TASK PROMPT :: Copy out exactly the lines from the line containing "The component shall return one point per instance of the green" to the end of the listing.

DATASET ::
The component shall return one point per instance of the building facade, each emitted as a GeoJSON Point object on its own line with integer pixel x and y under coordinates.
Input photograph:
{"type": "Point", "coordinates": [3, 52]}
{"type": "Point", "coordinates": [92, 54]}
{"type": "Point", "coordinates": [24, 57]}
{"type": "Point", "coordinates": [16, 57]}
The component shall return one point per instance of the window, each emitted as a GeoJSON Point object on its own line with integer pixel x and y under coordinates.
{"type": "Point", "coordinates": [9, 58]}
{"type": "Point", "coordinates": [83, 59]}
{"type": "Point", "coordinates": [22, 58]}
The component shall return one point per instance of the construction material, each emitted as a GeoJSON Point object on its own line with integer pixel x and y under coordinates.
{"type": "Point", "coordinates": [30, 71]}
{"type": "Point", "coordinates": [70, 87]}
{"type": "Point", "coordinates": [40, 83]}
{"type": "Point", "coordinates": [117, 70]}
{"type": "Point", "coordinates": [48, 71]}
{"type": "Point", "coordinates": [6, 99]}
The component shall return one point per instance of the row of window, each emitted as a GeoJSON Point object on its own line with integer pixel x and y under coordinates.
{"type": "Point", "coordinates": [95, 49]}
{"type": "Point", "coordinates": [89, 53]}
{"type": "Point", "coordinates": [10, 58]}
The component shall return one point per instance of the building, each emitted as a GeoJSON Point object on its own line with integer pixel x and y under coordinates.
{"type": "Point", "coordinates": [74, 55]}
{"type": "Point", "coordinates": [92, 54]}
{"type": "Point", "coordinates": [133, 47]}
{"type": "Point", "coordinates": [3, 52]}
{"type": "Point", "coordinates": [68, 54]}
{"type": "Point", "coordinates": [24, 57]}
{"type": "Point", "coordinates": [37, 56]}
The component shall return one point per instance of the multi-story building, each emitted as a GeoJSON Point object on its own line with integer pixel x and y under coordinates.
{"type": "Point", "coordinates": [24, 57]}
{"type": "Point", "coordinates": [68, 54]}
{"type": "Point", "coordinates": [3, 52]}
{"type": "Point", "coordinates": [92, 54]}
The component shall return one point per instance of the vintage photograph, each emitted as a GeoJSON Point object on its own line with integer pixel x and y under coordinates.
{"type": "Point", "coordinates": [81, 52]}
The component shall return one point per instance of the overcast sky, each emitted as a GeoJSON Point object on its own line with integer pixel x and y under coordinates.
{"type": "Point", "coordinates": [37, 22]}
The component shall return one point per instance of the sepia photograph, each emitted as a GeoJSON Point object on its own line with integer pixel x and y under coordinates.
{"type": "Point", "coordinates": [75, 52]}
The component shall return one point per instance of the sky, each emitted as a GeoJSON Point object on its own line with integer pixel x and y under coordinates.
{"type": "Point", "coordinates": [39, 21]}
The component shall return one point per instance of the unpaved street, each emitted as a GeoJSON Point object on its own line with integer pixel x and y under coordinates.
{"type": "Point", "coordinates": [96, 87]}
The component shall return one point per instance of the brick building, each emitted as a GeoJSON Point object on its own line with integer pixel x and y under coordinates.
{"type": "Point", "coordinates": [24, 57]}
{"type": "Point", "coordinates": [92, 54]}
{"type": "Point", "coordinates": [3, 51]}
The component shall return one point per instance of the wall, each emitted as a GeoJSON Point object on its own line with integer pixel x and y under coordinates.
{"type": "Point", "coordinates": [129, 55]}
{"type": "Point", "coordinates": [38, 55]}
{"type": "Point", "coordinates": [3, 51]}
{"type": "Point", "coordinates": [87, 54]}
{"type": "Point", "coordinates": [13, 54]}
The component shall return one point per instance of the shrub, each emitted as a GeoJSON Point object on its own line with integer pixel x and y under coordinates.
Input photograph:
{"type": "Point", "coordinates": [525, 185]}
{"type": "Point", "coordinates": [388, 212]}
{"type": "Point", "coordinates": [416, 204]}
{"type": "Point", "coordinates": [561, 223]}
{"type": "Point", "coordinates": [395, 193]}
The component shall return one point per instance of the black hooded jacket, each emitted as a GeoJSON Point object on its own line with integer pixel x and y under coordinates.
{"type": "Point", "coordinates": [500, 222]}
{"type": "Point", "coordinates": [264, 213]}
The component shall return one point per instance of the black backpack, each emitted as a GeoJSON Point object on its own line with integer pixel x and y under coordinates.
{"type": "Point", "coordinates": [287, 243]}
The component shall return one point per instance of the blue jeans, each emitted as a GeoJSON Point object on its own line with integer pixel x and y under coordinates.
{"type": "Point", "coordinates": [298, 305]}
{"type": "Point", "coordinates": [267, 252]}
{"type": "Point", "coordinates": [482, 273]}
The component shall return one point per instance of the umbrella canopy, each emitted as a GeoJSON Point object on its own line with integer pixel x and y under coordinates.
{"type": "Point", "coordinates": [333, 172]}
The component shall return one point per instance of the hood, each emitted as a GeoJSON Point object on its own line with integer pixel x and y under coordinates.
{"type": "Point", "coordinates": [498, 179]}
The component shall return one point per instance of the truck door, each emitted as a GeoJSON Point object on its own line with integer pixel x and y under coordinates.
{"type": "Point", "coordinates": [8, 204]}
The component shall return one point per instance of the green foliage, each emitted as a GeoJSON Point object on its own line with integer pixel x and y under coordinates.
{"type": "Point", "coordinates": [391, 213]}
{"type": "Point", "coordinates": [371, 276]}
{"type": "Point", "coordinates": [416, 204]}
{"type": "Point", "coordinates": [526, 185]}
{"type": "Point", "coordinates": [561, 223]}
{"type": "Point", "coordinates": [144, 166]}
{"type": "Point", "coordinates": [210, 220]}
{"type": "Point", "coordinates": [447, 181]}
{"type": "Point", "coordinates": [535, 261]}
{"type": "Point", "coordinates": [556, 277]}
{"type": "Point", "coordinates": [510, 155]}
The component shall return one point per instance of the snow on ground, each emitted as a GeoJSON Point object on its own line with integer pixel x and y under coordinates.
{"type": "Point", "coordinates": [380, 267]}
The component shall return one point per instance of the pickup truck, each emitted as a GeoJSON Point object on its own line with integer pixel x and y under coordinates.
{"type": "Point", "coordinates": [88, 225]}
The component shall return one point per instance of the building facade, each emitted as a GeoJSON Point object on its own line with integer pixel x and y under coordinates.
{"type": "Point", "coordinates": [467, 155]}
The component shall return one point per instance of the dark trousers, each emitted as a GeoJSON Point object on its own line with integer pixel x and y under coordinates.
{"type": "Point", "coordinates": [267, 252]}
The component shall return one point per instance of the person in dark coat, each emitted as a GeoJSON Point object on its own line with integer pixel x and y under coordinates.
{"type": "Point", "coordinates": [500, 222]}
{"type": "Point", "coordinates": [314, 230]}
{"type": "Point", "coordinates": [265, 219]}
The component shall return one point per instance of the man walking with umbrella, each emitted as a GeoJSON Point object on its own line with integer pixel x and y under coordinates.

EXERCISE RESPONSE ::
The component shall return one point per instance of the green foliage, each emitted as a GeoJSON Point object on its own line with integer pixel x and y under coordinates.
{"type": "Point", "coordinates": [391, 213]}
{"type": "Point", "coordinates": [371, 276]}
{"type": "Point", "coordinates": [416, 204]}
{"type": "Point", "coordinates": [526, 185]}
{"type": "Point", "coordinates": [561, 223]}
{"type": "Point", "coordinates": [144, 166]}
{"type": "Point", "coordinates": [210, 220]}
{"type": "Point", "coordinates": [447, 181]}
{"type": "Point", "coordinates": [535, 261]}
{"type": "Point", "coordinates": [556, 277]}
{"type": "Point", "coordinates": [510, 155]}
The component shall return one point per instance of the snow on ground, each emitted as a GeoJSON Point object on its own line with integer pixel x and y under coordinates.
{"type": "Point", "coordinates": [380, 267]}
The component shall return one point per instance of the pickup truck, each emitted as a GeoJSON Point object on its own line with integer pixel x and y under coordinates.
{"type": "Point", "coordinates": [88, 225]}
The component shall return one point per instance of the building facade, each emitted as a GeoJSON Point object on its own line with integer pixel x and y under coordinates.
{"type": "Point", "coordinates": [467, 155]}
The component shall return one point per instance of the dark trousers, each emitted as a GeoJSON Point object on its own line with integer pixel x and y under coordinates.
{"type": "Point", "coordinates": [267, 252]}
The component shall return one point per instance of the person in dark coat, each emitted as a GeoJSON Point object on its own line with integer pixel x and y under coordinates.
{"type": "Point", "coordinates": [500, 222]}
{"type": "Point", "coordinates": [314, 230]}
{"type": "Point", "coordinates": [265, 219]}
The component shall return one point per instance of the man walking with umbrella, each emitted as a GeoJSON Point object on its own line with integer pixel x and y under coordinates.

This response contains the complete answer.